-- START OF Text to read --
Thursday, April 8, 2010

Validating CDA Documents

One of the benefits of using Schematron to validate CDA documents is that the assertion of conformance to a template in a CDA element can be used to trigger the testing rules in a schematron.  A question that recently came up is:  What schematrons do I need to use to validate a document of type X (where X is an HL7 Implementation Guide, IHE Profile, HITSP specification or other guide)?

The best answer that I can give is in fact:  ALL of them.  The reason for this is that most CDA implementation guides permit inclusion of sections or entries not otherwise prohibited.  To verify an instance, you want to be able to check as much of what is in it as possible.  If the instance uses a template that isn't required of it, you'd still want to be sure that it used that template correctly.  So, when testing a CDA instance to see that it is valid, what you need is:

1.  For each template that you recognize, verify that the instance conforms to the template.
2.  For each template that you do not recognize, issue a warning that the test tool cannot verify that the instance conforms to the requirements of that template.

If you just want to verify that an instance is valid against a specific implementation guide, that's a slightly different story.  At that point, you can just apply all the rules of that guide and any other rules that it also requires you to apply.

Two related issues also crop up with respect to CDA schema validation:
1.  A CDA Document must conform to the CDA Schema
2.  A CDA Document may contain extensions.

These two statements would appear to conflict with each other.  However, CDA is clearly extensible according to the standard.  Extensions are permitted but must be defined in a namespace prefix that is disctinct from the urn:hl7-org:v3 namespace. 
So the first statement really needs to say:

1.  A CDA Document minus any extension attributes or elements (and their content), must conform to the CDA Schema.

There are some attributes in a CDA document that are not defined in the CDA schema, but which are not "extension" attributes.  The two most common non-extension attributes appearing in CDA instances are xsi:type and the namespace declarations (attributes matching the pattern: xmlns and xmlns:*).
-- END OF Text to read --
-- START OF Stored rows --
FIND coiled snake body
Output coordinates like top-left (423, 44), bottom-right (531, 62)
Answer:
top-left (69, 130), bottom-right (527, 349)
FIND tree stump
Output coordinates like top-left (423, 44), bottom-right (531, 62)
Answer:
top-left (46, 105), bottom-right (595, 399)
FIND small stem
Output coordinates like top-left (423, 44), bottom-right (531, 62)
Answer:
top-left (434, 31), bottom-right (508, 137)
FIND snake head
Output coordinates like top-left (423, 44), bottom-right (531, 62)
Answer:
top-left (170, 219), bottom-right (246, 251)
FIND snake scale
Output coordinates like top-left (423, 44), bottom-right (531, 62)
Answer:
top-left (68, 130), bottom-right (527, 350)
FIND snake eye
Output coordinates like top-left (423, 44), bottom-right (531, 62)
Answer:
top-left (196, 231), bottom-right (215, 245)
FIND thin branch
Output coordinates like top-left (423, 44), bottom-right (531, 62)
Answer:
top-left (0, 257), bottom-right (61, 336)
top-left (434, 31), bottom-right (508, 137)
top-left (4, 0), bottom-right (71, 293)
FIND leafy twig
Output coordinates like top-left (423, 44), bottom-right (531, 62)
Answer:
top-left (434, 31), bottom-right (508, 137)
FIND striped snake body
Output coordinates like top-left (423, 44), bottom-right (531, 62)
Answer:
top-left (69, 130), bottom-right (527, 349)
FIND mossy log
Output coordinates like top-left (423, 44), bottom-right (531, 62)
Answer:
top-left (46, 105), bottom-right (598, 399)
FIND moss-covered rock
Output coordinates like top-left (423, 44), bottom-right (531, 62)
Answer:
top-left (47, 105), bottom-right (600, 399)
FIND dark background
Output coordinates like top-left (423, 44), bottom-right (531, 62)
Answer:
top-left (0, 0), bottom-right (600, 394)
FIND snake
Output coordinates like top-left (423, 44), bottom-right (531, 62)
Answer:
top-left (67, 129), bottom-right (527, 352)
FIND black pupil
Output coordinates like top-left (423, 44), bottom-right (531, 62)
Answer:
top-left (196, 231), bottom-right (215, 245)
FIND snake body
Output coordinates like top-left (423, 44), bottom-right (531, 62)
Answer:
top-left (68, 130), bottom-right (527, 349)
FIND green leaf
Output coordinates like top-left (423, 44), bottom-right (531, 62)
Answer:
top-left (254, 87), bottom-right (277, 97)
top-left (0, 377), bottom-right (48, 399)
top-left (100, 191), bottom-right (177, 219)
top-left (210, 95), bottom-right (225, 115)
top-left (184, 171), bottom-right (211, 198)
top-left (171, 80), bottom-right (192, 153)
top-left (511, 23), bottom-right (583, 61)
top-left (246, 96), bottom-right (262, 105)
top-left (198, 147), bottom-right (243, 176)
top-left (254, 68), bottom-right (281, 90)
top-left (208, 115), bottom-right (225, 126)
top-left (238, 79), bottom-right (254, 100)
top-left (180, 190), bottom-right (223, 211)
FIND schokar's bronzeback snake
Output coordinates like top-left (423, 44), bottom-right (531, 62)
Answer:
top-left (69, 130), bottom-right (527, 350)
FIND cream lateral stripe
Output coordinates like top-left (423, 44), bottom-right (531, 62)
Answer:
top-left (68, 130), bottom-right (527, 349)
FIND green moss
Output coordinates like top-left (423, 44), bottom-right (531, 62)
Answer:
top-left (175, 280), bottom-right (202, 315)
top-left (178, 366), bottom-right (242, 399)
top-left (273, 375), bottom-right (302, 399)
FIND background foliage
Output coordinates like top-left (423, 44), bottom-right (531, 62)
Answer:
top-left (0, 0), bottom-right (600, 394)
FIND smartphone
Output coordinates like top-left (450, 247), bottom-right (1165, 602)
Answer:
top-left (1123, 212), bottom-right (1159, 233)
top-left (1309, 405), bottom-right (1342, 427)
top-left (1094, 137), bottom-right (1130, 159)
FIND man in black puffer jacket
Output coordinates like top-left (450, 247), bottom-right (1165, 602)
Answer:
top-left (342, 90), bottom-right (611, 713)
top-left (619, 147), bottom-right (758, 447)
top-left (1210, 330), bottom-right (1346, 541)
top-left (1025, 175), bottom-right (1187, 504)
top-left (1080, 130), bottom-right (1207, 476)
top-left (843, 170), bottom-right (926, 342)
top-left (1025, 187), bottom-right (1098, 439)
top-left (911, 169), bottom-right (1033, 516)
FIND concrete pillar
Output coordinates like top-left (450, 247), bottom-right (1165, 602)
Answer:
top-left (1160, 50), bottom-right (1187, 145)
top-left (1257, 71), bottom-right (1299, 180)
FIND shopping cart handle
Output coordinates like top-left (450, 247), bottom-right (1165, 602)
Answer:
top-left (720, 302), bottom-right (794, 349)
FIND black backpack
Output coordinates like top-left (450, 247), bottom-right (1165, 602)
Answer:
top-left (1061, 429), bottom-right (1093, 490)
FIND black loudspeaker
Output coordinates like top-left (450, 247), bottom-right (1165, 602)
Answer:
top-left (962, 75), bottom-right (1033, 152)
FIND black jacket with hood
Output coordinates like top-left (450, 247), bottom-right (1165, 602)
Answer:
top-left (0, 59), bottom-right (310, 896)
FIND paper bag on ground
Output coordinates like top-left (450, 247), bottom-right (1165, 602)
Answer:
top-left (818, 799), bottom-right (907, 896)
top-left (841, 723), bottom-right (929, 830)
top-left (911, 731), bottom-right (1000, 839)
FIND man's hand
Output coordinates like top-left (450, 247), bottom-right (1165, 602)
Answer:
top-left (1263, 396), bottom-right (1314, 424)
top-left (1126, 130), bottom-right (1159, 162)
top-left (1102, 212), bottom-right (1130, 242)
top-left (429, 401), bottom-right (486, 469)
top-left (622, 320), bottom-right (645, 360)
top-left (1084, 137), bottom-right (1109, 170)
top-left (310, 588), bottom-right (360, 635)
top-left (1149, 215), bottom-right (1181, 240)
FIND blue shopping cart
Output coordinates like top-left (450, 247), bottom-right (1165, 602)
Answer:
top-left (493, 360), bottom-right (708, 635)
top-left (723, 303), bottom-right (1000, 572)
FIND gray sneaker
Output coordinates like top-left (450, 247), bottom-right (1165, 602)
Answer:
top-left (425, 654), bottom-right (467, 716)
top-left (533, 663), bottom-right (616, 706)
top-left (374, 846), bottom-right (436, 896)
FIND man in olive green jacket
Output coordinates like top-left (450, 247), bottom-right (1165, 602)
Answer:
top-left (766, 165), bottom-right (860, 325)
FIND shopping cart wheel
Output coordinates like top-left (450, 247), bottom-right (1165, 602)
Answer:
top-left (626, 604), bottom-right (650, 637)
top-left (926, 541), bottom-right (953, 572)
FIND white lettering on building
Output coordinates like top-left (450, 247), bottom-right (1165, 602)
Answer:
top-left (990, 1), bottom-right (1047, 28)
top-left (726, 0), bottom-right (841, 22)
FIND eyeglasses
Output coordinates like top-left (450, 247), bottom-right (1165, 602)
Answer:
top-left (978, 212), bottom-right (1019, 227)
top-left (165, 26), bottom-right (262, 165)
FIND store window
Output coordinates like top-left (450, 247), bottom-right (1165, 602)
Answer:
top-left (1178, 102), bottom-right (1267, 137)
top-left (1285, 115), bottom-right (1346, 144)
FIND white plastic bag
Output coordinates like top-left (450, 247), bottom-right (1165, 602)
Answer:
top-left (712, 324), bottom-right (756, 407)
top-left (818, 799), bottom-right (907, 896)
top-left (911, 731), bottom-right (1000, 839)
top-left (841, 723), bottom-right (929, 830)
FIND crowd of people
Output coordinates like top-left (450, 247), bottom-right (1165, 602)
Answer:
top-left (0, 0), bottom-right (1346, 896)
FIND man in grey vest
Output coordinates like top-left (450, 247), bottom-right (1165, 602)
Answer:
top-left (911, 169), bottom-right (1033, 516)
-- END OF Stored rows --
■ Task list:
A. List the specific kinds of guide that the post on validating CDA documents names as examples of what document type X could be.
B. Return the passage of the post on validating CDA documents between "1.  A CDA Document minus" and "xmlns and xmlns:*).", inclusive, copied without any change.

■ Responses to the tasks:
A.
- HL7 Implementation Guide
- IHE Profile
- HITSP specification

B.
1.  A CDA Document minus any extension attributes or elements (and their content), must conform to the CDA Schema.

There are some attributes in a CDA document that are not defined in the CDA schema, but which are not "extension" attributes.  The two most common non-extension attributes appearing in CDA instances are xsi:type and the namespace declarations (attributes matching the pattern: xmlns and xmlns:*).